Data items
<<<<

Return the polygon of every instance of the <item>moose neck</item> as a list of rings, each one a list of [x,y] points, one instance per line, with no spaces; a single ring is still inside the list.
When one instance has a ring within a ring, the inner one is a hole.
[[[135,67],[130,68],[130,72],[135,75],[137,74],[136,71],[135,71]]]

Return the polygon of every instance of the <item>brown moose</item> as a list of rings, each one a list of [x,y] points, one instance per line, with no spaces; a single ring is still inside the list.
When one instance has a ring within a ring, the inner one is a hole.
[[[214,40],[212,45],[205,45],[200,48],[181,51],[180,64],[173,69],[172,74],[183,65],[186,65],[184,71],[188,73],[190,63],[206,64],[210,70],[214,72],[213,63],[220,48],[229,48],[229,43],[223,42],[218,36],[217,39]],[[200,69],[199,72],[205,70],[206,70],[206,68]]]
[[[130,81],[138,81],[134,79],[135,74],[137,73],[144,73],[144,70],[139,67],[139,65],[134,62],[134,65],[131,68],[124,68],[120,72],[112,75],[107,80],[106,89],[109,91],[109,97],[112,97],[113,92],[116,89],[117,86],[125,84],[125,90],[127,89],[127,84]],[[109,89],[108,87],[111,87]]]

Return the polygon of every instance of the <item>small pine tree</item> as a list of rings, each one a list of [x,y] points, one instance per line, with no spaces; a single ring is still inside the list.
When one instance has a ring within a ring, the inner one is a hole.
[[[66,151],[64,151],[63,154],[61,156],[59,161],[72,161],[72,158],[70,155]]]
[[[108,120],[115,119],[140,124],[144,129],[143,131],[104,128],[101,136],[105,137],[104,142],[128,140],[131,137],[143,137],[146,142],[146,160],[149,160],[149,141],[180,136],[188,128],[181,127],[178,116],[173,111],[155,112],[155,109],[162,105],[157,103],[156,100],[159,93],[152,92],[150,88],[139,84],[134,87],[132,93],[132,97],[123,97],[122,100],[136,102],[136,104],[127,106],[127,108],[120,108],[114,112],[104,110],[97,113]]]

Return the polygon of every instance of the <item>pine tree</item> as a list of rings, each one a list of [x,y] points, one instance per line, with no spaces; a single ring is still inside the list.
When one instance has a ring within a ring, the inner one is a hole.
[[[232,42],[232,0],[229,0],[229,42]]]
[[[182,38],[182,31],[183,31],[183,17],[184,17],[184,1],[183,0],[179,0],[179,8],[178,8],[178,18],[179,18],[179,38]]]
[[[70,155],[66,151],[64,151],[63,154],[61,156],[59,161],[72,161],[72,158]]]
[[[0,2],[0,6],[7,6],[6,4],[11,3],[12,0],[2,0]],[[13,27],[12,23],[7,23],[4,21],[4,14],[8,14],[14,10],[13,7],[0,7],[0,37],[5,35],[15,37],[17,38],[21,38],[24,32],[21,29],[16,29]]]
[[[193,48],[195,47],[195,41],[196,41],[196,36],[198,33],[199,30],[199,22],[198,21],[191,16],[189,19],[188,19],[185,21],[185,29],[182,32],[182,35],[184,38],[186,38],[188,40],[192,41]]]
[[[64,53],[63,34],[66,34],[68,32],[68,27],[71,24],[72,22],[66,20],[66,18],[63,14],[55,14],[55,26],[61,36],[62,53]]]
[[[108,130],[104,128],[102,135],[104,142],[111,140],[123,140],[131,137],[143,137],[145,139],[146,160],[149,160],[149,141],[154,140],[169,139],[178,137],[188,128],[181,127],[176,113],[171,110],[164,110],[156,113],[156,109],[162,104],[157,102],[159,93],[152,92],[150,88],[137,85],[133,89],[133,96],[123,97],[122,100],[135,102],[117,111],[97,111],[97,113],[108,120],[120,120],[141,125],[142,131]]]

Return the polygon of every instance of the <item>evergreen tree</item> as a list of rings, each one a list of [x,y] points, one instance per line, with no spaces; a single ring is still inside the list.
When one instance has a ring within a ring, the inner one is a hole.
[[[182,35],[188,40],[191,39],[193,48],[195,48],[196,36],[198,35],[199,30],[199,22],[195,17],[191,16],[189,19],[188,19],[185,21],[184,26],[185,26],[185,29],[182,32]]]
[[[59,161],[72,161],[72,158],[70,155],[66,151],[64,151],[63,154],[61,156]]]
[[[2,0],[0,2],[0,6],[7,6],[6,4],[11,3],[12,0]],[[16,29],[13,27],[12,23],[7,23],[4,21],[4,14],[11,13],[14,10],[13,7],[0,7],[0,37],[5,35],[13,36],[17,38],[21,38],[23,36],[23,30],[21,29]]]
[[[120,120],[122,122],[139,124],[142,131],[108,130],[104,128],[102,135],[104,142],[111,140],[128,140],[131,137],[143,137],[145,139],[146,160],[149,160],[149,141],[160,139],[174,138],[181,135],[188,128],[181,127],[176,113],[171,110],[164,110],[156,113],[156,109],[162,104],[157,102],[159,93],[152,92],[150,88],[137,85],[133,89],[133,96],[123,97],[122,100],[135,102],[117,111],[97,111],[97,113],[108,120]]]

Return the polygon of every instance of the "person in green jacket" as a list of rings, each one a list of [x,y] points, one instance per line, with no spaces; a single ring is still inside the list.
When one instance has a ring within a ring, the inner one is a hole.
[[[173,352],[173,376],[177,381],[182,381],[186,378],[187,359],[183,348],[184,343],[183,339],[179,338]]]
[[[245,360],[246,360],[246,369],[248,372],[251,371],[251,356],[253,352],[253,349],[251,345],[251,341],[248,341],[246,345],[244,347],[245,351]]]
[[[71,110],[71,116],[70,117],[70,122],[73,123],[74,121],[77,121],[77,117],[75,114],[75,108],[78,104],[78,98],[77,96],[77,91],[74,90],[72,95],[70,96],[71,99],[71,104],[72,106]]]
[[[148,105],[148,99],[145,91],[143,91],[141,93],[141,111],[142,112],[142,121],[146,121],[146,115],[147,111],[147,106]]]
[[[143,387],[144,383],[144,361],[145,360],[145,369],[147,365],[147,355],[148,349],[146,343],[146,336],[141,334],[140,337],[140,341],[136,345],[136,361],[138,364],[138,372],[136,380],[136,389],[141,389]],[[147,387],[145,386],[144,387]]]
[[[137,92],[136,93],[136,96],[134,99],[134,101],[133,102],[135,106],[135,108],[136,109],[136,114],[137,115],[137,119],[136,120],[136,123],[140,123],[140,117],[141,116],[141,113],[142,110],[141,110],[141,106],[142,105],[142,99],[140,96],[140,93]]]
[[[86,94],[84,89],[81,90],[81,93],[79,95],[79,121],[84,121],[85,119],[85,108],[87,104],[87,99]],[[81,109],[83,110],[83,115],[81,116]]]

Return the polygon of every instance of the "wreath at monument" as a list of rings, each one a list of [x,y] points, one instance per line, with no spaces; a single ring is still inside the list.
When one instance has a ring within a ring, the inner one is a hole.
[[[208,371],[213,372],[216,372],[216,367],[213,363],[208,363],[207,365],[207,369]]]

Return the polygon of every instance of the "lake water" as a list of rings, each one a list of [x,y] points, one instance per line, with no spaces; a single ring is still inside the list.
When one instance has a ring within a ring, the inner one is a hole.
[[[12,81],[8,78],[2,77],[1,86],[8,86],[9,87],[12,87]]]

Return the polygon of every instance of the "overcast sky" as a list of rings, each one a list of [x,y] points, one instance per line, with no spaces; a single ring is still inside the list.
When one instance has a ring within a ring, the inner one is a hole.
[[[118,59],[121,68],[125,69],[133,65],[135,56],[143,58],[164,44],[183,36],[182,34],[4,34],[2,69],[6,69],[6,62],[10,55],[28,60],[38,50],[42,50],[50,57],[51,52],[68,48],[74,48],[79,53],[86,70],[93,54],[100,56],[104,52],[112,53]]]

>>>>

Report every line of the data above that contains the word "pine".

Return the polygon of every instance of the <item>small pine tree</item> as a list of rings, each one a list of [x,y] points, one instance per line, with no spaces; a single ring is still inside the list.
Return the polygon of every instance of the <item>pine tree</item> as a list of rings, each one a list of [x,y] points, one instance per line, with no spaces; a single ring is still inside the list.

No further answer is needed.